Every line that appears in the listing is to be set down verbatim.
######
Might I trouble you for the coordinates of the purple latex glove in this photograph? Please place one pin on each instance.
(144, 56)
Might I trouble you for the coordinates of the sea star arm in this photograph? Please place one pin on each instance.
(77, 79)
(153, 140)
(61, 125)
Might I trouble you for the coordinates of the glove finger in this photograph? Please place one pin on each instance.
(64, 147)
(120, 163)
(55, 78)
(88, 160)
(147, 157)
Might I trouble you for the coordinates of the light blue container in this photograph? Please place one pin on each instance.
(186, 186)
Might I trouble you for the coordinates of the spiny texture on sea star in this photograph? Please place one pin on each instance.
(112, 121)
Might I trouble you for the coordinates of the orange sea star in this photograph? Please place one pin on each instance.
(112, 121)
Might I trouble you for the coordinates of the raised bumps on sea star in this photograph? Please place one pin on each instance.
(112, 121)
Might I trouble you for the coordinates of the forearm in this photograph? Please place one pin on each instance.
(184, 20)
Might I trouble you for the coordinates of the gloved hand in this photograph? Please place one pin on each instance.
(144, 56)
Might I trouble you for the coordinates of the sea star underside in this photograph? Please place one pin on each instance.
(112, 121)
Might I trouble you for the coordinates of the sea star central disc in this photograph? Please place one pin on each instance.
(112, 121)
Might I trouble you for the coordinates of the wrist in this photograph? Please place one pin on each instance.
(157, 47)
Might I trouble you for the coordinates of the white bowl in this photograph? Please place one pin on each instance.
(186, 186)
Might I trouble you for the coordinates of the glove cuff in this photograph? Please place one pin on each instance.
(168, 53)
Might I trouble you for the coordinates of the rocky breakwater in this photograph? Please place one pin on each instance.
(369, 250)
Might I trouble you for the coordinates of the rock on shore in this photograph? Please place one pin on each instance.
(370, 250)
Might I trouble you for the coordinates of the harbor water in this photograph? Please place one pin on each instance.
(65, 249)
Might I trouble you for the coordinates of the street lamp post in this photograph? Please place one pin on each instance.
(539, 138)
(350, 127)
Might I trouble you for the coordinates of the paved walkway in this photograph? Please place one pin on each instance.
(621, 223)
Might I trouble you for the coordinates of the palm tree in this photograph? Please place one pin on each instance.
######
Your response:
Might I trouble you for the coordinates of the purple latex glove in this photograph? Please place one pin on each instance.
(144, 56)
Might I trouble you for the coordinates of the sea star arm in this photograph? Please place one pin on each instance.
(77, 79)
(153, 140)
(61, 125)
Might I trouble you for the coordinates of the glove finger in this photograph? Please place one pin on each instance.
(64, 147)
(120, 163)
(55, 78)
(88, 160)
(147, 157)
Might I trouble you for the coordinates of the light blue container in this photograph? Please place one pin on each instance.
(186, 186)
Might I trouble you for the coordinates of the spiny texture on sea star in this photograph? Please place one pin on each instance.
(112, 121)
Might I trouble you for the coordinates of the orange sea star in this photograph? Please place one pin on each instance.
(112, 121)
Might I trouble you for the coordinates of the raised bumps on sea star in this photograph? Please place one pin on each instance.
(112, 121)
Might I trouble you for the coordinates of the forearm in this photograph? Please place one pin on each instance.
(184, 20)
Might I trouble you for the coordinates of the gloved hand in this photograph? Please place one pin on each instance.
(144, 56)
Might I trouble you for the coordinates of the sea star underside in this photograph? Please place one pin on each instance.
(112, 121)
Might I trouble you for the coordinates of the sea star central disc in this photograph? Please place one pin on each instance.
(112, 121)
Might I trouble you for the coordinates of the wrist in this photograph? Please place one pin on each instance.
(157, 47)
Might I trouble you for the coordinates of the white bowl in this photograph? Please place one pin on each instance.
(186, 186)
Might I trouble you for the coordinates of the glove cuff in this photograph? Please place one pin on each instance.
(168, 53)
Might I trouble you for the coordinates of the rocky breakwater in this photograph? Please place one pin on each instance.
(369, 250)
Might I trouble you for the coordinates of the rock on shore in this photograph? Please place one pin on each instance.
(370, 250)
Might I trouble you for the coordinates of the harbor water in this photograph? Please place one pin on each instance.
(65, 249)
Might I trouble you for the coordinates of the street lamp post in this photograph? Please place one pin on each instance.
(539, 138)
(350, 127)
Might I trouble you for the coordinates of the paved walkway in this photograph? Please place one pin on each instance.
(621, 223)
Might I trouble you for the coordinates of the palm tree in this photograph? Please place one pin on each instance.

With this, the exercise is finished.